-------- Page extract --------

I was pretty good about my resolution too, for many years, until I met and married my husband, who by his own admission is a prime example of what happens when a young, bright mind is raised on a steady diet of horror movies (he makes short surreal horror films now in his spare time).
Somehow I still avoided
Alien and most of its sequel,
Aliens, but I did see and enjoy
Alien Resurrection and watched bits of
Alien 3 over the husband’s shoulder. But,
quelle horreur! I did not see the film that spawned the whole franchise. Ever. Popular culture being what it is, I’d certainly read enough graphic novels and reviews, and had seen plenty of references to piece together the story. I didn’t think it necessary to see the first film. (Besides, remember that vow I made to myself in primary school?)
Besides, dude, those films were made way before the days of CGI. How the hell could they stand the test of time? Or so I thought.
Conversations were had with fellow creatives. The lads decided “We must have an
Alien marathon”. I was dubious at first, but then thought, why the hell not. Perhaps it was time to put it all in context. Especially since we’d improved our home entertainment system profoundly from the days of peering at an old, half-blown CRT monitor we’d inherited from a friend.

-------- Given data --------

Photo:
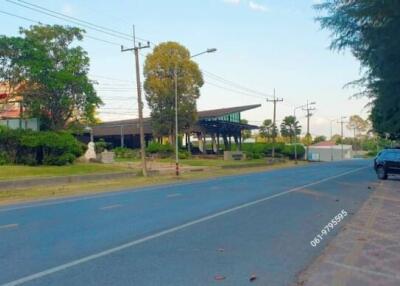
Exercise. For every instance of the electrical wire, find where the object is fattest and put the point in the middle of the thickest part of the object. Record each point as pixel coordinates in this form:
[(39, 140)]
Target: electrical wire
[(65, 18)]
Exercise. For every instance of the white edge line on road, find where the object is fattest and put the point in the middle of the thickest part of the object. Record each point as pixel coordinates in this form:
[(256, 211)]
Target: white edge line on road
[(9, 226), (165, 232), (358, 269), (128, 191)]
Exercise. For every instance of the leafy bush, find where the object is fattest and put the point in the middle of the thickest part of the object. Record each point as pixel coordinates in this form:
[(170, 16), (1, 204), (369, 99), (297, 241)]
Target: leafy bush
[(101, 145), (288, 150), (4, 158), (39, 148), (122, 152), (155, 147), (259, 150), (183, 154)]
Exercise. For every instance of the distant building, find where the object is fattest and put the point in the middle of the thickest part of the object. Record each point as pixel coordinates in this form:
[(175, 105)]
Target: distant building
[(11, 110), (328, 151), (218, 125)]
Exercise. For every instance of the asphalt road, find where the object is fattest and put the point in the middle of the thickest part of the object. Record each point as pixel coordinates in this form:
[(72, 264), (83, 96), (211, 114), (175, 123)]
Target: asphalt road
[(195, 233)]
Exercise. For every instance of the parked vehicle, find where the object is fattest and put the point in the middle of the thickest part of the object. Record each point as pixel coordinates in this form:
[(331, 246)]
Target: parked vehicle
[(387, 162)]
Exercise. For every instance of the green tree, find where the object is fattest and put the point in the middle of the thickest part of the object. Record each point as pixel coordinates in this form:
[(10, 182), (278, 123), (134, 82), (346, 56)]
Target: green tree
[(370, 29), (159, 71), (51, 72), (319, 139), (337, 139), (246, 134), (290, 128), (357, 124), (267, 129)]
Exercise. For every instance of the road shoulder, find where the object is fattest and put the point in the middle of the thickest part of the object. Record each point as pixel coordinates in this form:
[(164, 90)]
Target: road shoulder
[(367, 251)]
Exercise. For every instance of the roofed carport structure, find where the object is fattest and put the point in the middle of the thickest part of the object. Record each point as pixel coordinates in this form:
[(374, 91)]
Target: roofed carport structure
[(221, 123), (217, 123)]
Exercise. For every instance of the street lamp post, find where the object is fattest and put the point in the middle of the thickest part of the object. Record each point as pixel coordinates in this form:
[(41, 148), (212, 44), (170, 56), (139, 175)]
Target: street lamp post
[(295, 135), (176, 108), (333, 120)]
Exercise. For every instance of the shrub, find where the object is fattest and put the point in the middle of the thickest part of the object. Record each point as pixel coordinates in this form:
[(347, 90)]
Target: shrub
[(122, 152), (288, 150), (4, 158), (259, 150), (183, 154), (36, 148), (101, 145), (155, 147)]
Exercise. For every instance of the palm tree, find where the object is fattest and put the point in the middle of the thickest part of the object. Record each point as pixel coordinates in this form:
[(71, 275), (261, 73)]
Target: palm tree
[(290, 128), (267, 129)]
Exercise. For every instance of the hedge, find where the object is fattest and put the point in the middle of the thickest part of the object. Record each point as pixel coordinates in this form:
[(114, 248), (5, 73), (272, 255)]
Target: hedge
[(38, 147)]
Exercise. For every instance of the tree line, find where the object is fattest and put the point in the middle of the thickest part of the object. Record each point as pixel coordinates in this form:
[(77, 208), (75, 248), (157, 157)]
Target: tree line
[(370, 29)]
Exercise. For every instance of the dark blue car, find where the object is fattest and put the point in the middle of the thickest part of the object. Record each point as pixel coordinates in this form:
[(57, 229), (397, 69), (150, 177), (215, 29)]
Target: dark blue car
[(387, 162)]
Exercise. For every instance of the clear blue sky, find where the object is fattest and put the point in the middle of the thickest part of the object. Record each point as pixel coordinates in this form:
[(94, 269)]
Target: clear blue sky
[(262, 45)]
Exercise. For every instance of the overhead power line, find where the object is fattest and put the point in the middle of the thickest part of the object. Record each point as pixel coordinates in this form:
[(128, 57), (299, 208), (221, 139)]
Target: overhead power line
[(232, 90), (236, 85), (41, 23), (76, 21)]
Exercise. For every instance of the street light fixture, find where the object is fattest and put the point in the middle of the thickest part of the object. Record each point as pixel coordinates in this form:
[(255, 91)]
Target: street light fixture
[(331, 121), (295, 135), (211, 50)]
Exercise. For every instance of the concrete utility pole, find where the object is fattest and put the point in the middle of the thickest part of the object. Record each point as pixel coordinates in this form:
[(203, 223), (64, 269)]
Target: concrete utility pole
[(342, 122), (309, 107), (176, 107), (295, 135), (274, 128), (331, 121), (140, 102)]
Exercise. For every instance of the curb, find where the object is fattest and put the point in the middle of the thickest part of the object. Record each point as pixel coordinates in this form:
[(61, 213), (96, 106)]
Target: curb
[(48, 181)]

--------

_Exercise 1_
List every title from the Alien film series that the passage about the Alien films names.
_Exercise 2_
Extend the passage about the Alien films, continuing from its final sentence.
The data plays no part in what comes next.

_Expected answer 1_
Alien, Aliens, Alien Resurrection, Alien 3

_Expected answer 2_
I need to also add that Sigourney Weaver is one of my favourite female actors, precisely because she’s often cast in strong roles. Death and the Maiden. Hello.
Okay, so let’s do this.
We (sanely) decided to split the films down the middle, hence
Alien and
Aliens on one night, and at some point soon we’ll do the other two. Directors respectively are Ridley Scott and James Cameron. Weaver obviously follows through the entire series.
At this point I also need to highlight another reason why I’ve found the Alien franchise so alluring, and the reason is the Swiss Surrealist HR Giger. I’ve held a long love-hate fixation with his art over the years, and his involvement with the film started quite by the by even before he was consulted regarding the design. Screenwriter Dan O’Bannon crossed paths with him while working on the failed Alejandro Jadorowsky version of Dune. So the influence was there while O’Bannon conceived of the screenplay with his mate Ronald Shusett, and they were instrumental in getting him on board by the time they got round to production.
Something else that needs to be considered regarding the success of Alien, was the context in which it came into being. Remember that Star Wars was a huge, rip-roaring success for the SF genre in 1977, so it was also a case of O’Bannon and Shusett being in the right place at the right time with their screenplay.
I’d like to think that the contrast between the two films also played a role in its success. In
Star Wars we have a rollicking space opera of epic proportions. In
Alien, we are faced with the stark sterility of space, where mankind becomes prey to a superior biological organism. We are stripped of the romance and are faced to face with the primal danger of the hunter and the hunted.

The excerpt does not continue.